> _Short task_:
Turn the lines from the one containing "Object to locate: missing ceiling tile" up to and including the one containing "[732,390,942,565]" into a Markdown table with two columns, Row for the row number and Text for the line, leaving out any blank lines.

> _Data supplied_:
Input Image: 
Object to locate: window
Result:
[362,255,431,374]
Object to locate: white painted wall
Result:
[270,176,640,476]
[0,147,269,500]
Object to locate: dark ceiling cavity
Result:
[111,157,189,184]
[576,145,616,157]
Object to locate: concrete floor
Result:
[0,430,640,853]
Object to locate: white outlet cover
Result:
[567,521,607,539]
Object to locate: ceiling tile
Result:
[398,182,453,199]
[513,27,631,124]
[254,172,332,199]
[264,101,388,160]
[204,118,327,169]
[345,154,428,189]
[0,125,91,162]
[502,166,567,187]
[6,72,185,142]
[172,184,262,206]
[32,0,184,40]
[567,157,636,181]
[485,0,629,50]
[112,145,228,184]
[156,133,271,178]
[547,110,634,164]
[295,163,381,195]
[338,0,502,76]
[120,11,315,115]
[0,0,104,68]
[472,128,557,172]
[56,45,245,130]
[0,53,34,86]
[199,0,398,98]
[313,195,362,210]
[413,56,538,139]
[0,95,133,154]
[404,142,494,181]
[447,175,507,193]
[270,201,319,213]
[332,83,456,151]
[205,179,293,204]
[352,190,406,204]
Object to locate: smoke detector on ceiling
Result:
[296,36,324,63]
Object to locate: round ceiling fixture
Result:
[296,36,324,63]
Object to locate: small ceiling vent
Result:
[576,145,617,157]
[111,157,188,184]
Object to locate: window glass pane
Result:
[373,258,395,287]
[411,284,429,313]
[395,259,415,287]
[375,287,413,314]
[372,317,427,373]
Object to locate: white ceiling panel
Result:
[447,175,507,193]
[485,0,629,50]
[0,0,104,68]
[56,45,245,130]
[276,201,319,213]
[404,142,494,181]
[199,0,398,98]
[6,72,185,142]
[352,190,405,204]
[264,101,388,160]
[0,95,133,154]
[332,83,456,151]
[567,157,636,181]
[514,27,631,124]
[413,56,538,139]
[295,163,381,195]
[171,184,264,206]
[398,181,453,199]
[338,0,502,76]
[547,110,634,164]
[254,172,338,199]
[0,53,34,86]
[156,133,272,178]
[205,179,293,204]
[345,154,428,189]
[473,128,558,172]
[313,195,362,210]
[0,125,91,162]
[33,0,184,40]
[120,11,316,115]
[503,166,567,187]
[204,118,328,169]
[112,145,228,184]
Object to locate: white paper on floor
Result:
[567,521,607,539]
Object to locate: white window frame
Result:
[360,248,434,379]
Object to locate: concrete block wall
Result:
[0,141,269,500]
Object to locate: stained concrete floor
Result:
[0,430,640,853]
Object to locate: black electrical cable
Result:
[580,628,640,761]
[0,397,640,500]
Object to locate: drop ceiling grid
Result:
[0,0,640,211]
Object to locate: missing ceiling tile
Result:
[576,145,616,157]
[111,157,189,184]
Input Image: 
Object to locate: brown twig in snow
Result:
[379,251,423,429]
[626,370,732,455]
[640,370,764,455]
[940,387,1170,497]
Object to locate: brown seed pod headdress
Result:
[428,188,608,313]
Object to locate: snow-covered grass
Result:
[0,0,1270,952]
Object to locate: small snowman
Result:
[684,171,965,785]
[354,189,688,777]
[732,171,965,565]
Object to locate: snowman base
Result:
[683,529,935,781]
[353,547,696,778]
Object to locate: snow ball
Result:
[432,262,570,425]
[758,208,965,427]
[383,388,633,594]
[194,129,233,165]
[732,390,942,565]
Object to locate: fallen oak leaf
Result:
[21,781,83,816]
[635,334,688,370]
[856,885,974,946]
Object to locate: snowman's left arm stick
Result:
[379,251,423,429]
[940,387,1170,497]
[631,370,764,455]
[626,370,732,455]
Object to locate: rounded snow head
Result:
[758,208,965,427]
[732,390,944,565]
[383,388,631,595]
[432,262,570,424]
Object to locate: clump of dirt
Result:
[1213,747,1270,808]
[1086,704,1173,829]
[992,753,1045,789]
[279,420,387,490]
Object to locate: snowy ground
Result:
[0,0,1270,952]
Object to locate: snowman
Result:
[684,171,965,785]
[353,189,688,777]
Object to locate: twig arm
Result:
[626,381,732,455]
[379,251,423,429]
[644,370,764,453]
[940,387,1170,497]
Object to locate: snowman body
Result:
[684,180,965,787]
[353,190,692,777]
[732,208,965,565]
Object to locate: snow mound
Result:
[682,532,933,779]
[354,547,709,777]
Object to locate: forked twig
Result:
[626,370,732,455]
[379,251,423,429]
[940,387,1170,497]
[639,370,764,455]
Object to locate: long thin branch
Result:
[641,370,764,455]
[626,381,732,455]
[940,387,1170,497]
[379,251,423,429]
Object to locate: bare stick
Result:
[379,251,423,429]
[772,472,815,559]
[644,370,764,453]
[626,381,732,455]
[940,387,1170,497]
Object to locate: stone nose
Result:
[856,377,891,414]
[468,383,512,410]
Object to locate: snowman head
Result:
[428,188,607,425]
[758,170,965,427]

> _The completed task_:
| Row | Text |
|---|---|
| 1 | Object to locate: missing ceiling tile |
| 2 | Result: |
| 3 | [576,145,616,157] |
| 4 | [111,157,189,184] |
| 5 | Input Image:  |
| 6 | Object to locate: brown twig in snow |
| 7 | Result: |
| 8 | [379,251,423,429] |
| 9 | [626,370,732,455] |
| 10 | [640,370,764,455] |
| 11 | [940,387,1170,497] |
| 12 | Object to locate: brown seed pod headdress |
| 13 | Result: |
| 14 | [428,188,608,313] |
| 15 | Object to locate: snow-covered grass |
| 16 | Result: |
| 17 | [0,0,1270,952] |
| 18 | Object to locate: small snowman |
| 19 | Result: |
| 20 | [684,171,965,785] |
| 21 | [354,189,688,777] |
| 22 | [732,171,965,565] |
| 23 | Object to locate: snowman base |
| 24 | Result: |
| 25 | [683,529,935,781] |
| 26 | [353,547,696,778] |
| 27 | Object to locate: snow ball |
| 28 | Result: |
| 29 | [432,262,570,425] |
| 30 | [758,208,965,427] |
| 31 | [383,388,633,594] |
| 32 | [194,129,233,165] |
| 33 | [732,390,942,565] |